(Prompt): From the items below, pull out every line that contains the word "face" and copy each one.
— start Information provided —
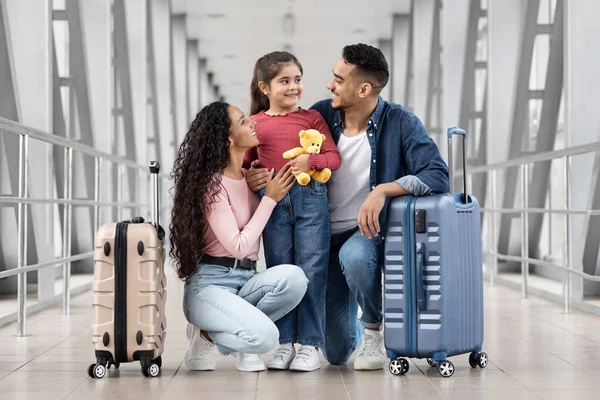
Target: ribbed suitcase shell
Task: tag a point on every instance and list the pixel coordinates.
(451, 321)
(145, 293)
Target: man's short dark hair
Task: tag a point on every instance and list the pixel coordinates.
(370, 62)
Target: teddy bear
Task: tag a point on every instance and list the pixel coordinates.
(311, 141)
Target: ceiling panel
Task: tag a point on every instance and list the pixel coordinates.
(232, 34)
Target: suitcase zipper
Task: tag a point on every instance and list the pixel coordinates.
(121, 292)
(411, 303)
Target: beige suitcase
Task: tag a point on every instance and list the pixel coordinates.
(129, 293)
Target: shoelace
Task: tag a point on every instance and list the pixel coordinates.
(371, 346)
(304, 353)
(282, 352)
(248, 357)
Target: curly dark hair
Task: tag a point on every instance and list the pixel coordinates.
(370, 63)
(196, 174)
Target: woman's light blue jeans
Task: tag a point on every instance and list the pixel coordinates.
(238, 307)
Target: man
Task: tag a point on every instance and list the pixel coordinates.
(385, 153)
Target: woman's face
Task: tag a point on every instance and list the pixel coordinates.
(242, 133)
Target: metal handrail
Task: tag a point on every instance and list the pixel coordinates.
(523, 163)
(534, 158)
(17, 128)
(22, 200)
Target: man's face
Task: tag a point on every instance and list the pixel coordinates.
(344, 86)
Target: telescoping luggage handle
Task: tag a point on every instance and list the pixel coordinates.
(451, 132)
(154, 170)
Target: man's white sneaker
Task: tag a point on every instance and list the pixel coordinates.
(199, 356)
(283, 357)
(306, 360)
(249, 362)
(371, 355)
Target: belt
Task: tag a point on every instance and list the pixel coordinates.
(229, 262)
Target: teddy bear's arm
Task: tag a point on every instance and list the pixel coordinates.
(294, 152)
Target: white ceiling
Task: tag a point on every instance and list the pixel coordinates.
— end Information provided —
— start Information provided —
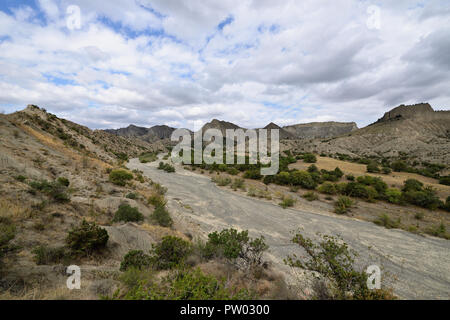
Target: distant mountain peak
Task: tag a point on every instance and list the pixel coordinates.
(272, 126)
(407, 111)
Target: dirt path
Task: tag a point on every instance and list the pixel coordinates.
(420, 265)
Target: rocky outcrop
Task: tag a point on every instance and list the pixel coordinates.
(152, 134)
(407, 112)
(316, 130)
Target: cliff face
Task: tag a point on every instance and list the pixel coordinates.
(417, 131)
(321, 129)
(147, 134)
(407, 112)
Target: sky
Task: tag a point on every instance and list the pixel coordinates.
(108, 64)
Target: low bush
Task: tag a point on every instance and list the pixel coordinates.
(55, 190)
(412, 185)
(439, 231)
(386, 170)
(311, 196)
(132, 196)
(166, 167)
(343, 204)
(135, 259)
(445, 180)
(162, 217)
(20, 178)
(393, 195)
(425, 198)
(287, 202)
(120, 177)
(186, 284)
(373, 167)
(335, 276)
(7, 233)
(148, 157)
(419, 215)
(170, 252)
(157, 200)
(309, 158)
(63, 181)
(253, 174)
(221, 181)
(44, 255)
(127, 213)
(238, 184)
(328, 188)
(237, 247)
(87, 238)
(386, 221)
— end Information provided —
(Solution to the problem):
Target: woman's face
Target: man's face
Target: cliff face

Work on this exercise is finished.